## What to work on
Rewrite the rows below, swapping every "instance" for "occurrence" and leaving everything else unchanged.
::::
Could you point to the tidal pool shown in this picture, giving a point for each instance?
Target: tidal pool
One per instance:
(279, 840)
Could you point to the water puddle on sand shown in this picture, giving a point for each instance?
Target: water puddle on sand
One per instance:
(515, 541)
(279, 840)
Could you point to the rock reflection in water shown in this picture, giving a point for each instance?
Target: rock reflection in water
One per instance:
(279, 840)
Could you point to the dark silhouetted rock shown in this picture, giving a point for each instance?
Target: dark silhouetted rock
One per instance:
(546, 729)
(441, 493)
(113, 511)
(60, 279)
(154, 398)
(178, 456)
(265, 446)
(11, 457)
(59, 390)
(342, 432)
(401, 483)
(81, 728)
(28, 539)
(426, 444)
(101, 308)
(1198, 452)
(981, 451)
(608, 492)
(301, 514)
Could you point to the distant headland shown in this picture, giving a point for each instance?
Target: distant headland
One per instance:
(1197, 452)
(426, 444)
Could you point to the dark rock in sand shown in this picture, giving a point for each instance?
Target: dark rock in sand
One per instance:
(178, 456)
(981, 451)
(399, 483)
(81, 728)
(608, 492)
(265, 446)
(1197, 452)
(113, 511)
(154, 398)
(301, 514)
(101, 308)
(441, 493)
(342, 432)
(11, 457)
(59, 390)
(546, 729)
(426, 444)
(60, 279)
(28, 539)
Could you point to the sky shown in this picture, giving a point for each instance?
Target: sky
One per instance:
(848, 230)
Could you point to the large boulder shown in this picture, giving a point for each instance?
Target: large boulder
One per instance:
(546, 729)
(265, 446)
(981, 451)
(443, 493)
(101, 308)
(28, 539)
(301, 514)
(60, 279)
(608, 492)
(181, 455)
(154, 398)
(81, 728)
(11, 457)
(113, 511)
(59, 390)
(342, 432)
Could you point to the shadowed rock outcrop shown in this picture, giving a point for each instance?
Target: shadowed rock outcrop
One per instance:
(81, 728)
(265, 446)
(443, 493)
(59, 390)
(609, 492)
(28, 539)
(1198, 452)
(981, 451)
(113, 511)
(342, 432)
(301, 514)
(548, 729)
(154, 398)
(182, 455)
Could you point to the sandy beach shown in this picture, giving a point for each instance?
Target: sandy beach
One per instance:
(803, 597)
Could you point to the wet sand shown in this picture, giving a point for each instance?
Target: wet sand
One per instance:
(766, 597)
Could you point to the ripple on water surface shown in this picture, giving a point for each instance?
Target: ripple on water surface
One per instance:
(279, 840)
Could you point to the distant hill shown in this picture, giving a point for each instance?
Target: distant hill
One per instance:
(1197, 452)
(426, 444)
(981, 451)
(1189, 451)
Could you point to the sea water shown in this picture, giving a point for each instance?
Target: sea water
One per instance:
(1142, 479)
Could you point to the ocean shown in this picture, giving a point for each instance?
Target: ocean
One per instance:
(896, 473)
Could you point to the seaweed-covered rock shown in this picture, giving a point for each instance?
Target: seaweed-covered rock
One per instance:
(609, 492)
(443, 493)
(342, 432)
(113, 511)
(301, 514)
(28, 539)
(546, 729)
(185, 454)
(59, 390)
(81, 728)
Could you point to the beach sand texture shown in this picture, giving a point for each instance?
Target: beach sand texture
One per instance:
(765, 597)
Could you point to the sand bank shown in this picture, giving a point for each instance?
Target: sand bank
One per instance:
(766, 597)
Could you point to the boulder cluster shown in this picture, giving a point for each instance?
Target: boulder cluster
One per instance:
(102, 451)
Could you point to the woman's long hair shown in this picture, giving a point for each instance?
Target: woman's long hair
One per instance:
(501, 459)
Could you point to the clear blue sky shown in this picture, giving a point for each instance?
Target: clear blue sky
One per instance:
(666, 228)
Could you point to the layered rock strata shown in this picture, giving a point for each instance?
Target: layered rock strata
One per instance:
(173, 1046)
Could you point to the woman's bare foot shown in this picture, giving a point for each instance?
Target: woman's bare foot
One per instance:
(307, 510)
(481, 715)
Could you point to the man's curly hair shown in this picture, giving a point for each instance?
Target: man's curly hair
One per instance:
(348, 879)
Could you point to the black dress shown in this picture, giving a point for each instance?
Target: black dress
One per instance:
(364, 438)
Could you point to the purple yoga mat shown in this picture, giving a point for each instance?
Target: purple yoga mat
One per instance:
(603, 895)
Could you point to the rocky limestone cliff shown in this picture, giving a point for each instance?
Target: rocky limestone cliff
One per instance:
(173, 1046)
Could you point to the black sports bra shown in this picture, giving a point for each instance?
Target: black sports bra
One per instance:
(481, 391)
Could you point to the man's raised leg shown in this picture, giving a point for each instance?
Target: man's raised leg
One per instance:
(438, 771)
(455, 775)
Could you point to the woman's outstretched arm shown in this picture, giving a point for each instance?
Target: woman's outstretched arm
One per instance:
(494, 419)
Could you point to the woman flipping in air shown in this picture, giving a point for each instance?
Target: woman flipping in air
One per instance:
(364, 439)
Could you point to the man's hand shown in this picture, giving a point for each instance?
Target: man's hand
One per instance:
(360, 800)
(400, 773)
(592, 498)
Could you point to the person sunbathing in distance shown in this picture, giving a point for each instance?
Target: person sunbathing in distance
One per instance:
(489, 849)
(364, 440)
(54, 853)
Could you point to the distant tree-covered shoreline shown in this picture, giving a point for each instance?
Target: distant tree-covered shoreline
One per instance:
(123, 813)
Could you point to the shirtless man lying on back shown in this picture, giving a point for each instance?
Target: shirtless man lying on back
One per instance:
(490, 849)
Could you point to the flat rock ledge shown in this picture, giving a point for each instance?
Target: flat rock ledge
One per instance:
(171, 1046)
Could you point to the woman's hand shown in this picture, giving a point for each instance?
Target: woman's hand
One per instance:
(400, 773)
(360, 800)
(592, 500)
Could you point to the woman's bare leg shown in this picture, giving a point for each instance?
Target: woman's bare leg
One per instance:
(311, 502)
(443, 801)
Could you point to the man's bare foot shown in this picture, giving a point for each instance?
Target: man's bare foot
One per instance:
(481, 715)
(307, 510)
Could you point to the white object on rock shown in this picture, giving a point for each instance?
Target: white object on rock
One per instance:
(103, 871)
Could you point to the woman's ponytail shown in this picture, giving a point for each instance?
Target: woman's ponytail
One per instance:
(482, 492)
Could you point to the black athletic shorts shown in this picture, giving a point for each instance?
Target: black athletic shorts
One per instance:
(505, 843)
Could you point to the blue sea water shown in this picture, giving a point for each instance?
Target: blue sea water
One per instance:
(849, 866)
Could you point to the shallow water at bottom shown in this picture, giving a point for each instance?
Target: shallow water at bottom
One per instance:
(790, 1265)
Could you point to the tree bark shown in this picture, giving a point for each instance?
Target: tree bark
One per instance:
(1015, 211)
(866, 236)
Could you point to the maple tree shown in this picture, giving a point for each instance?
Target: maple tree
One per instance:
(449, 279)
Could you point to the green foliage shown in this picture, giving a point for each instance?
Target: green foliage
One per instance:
::::
## Reply
Could you point to the tidal pool shown in this picture, giving a point for each occurrence?
Target: tidal pool
One per occurrence:
(279, 840)
Could you point to the water puddle on sand shown in this picture, giving a point for each occurrence?
Target: water puddle on sand
One per occurrence:
(515, 541)
(279, 840)
Could you point to the rock reflection in water shown in this picture, giving a point for each occurrence?
Target: rock reflection in water
One per occurrence:
(279, 840)
Could you point to the dark silhouetted rock shown in this picture, giving a point for each occurrence?
Target: dark silhouetted rock
One per occurrence:
(546, 729)
(441, 493)
(113, 511)
(60, 279)
(154, 398)
(178, 456)
(265, 446)
(11, 457)
(59, 390)
(342, 432)
(401, 483)
(81, 728)
(28, 539)
(426, 444)
(101, 308)
(1198, 452)
(981, 451)
(608, 492)
(301, 514)
Could you point to the distant headland shown in this picture, giving a point for each occurrence?
Target: distant headland
One per occurrence:
(1197, 452)
(426, 444)
Could you point to the dark rock in sand shown in this picture, giving a point for each occurrence?
Target: dark rock in sand
One per occurrence:
(178, 456)
(981, 451)
(399, 483)
(81, 728)
(608, 492)
(265, 446)
(1197, 452)
(113, 511)
(154, 398)
(301, 514)
(101, 308)
(441, 493)
(342, 432)
(11, 457)
(59, 390)
(546, 729)
(426, 444)
(60, 279)
(28, 539)
Could you point to the sky shown in this picture, giving a point for each occurrence?
Target: sky
One per occurrence:
(848, 230)
Could you point to the large boulder shown in this picture, giving a point for each occurrence?
Target: large boulder
One per occurrence:
(546, 729)
(265, 446)
(981, 451)
(443, 493)
(101, 308)
(28, 539)
(301, 514)
(60, 279)
(608, 492)
(181, 455)
(154, 398)
(81, 728)
(11, 457)
(113, 511)
(59, 390)
(342, 432)
Could you point to the shadowed rock outcrop shown in this picture, giving a point for each occurrence?
Target: shadowed rock outcrop
One per occurrence:
(81, 728)
(265, 446)
(443, 493)
(59, 390)
(609, 492)
(28, 539)
(1198, 452)
(981, 451)
(113, 511)
(342, 432)
(301, 514)
(548, 729)
(154, 398)
(182, 455)
Could you point to the sandy beach shown in this picture, giving a point for each occurrence?
Target: sandy beach
One per occurrence:
(803, 597)
Could you point to the wet sand shown in this picture, giving a point for each occurrence?
Target: wet sand
One per occurrence:
(766, 597)
Could you point to the ripple on water surface shown in this picture, giving a point for each occurrence?
Target: ripple on water surface
One per occurrence:
(279, 840)
Could you point to the distant hill shown in this picture, giving a point for each occurrence?
Target: distant hill
One per occurrence:
(1197, 452)
(426, 444)
(981, 451)
(1189, 451)
Could you point to the sea water shown in this picture, giving a point for each occurrence?
Target: sea water
One per occurrence:
(1142, 479)
Could you point to the ocean shown in this picture, giving a point for each occurrence?
Target: ocean
One per occurrence:
(896, 473)
Could you point to the seaweed-covered rock shown in this picture, giving a point for each occurrence?
Target: seaweed-covered rock
One per occurrence:
(609, 492)
(443, 493)
(342, 432)
(113, 511)
(301, 514)
(28, 539)
(546, 729)
(185, 454)
(59, 390)
(81, 728)
Could you point to the beach sand texture shown in this picture, giving a point for each occurrence?
Target: beach sand texture
One per occurrence:
(765, 597)
Could you point to the sand bank shown in this picture, giving a point for each occurrence?
Target: sand bank
One per occurrence:
(766, 597)
Could you point to the boulder cluster shown in this picture, giving a point for each occurrence?
Target: boulder cluster
One per occurrence:
(102, 451)
Could you point to the woman's long hair shown in this picture, giving a point for each occurrence?
Target: woman's long hair
One per occurrence:
(501, 459)
Could you point to the clear blue sky shown in this picture, giving a point for each occurrence?
Target: clear blue sky
One per occurrence:
(666, 228)
Could you point to the layered rock strata shown in this picture, giving a point for each occurrence?
Target: layered rock strata
One per occurrence:
(173, 1046)
Could you point to the woman's bare foot shown in this picture, giving a point for each occurrence?
Target: woman's bare foot
One per occurrence:
(307, 510)
(481, 715)
Could you point to the man's curly hair shown in this picture, giving a point for each occurrence?
Target: man's curly hair
One per occurrence:
(348, 879)
Could you point to the black dress shown in this picture, giving a point for each occurrence?
Target: black dress
One per occurrence:
(364, 438)
Could you point to the purple yoga mat shown in this picture, giving a point for each occurrence?
Target: purple yoga mat
One per occurrence:
(603, 895)
Could you point to the rocky limestone cliff shown in this picture, giving a point for each occurrence?
Target: rocky limestone cliff
One per occurrence:
(173, 1046)
Could you point to the black sports bra shown in this picture, giving a point for each occurrence?
Target: black sports bra
One per occurrence:
(481, 391)
Could you point to the man's raised leg shown in this picture, giving a point for each occurrence?
Target: man's raised leg
One per occurrence:
(438, 771)
(455, 775)
Could you point to the woman's outstretched arm shown in this picture, giving a point for each occurrence?
Target: woman's outstretched arm
One per occurrence:
(494, 419)
Could you point to the woman flipping in air shown in this picture, giving a point for each occurrence?
Target: woman flipping in air
One per occurrence:
(364, 439)
Could you point to the man's hand shown in this picture, giving a point for each occurrence?
Target: man's hand
One per occurrence:
(360, 800)
(400, 773)
(592, 498)
Could you point to the person sunbathing in distance shown in this picture, giving a point for each occurrence?
Target: person sunbathing in distance
One per occurrence:
(489, 849)
(364, 440)
(54, 853)
Could you point to the distant tree-covered shoreline shown in this picture, giving a point for each occurrence?
Target: distant tree-covered shoreline
One per occurrence:
(123, 813)
Could you point to the shirtless man lying on back shown in this picture, giving a point for each occurrence?
Target: shirtless man lying on back
One per occurrence:
(490, 849)
Could you point to the flat rock ledge shown in this picture, giving a point for each occurrence?
Target: flat rock ledge
One per occurrence:
(171, 1046)
Could you point to the woman's hand shown in this picture, giving a point for each occurrence?
Target: woman's hand
One per occurrence:
(400, 773)
(360, 800)
(592, 500)
Could you point to the woman's bare leg shown in this picture, giving a point for each occurrence?
Target: woman's bare leg
One per occurrence:
(311, 502)
(443, 801)
Could you point to the man's bare foot shown in this picture, giving a point for each occurrence?
Target: man's bare foot
One per occurrence:
(481, 715)
(307, 510)
Could you point to the white object on rock shown in this picture, giving a point for each occurrence?
Target: white object on rock
One per occurrence:
(103, 871)
Could you point to the woman's ponytail shown in this picture, giving a point for each occurrence?
Target: woman's ponytail
One per occurrence:
(482, 492)
Could you point to the black athletic shorts shown in this picture, giving a point for each occurrence?
Target: black athletic shorts
One per occurrence:
(505, 843)
Could you point to the blue sea water shown in this picture, giving a point for each occurrence?
Target: blue sea water
One per occurrence:
(849, 866)
Could you point to the shallow water at bottom shown in this picture, giving a point for each occurrence?
Target: shallow water at bottom
One per occurrence:
(790, 1265)
Could you point to the tree bark shown in this picture, giving a point for each occurrence?
Target: tree bark
One per occurrence:
(1015, 211)
(866, 236)
Could you point to the maple tree shown in this picture, giving a point for each occurrence?
Target: maple tree
One per occurrence:
(449, 279)
Could you point to the green foliage shown in this picture, giving a point for each occurrence?
Target: green foliage
One per occurrence:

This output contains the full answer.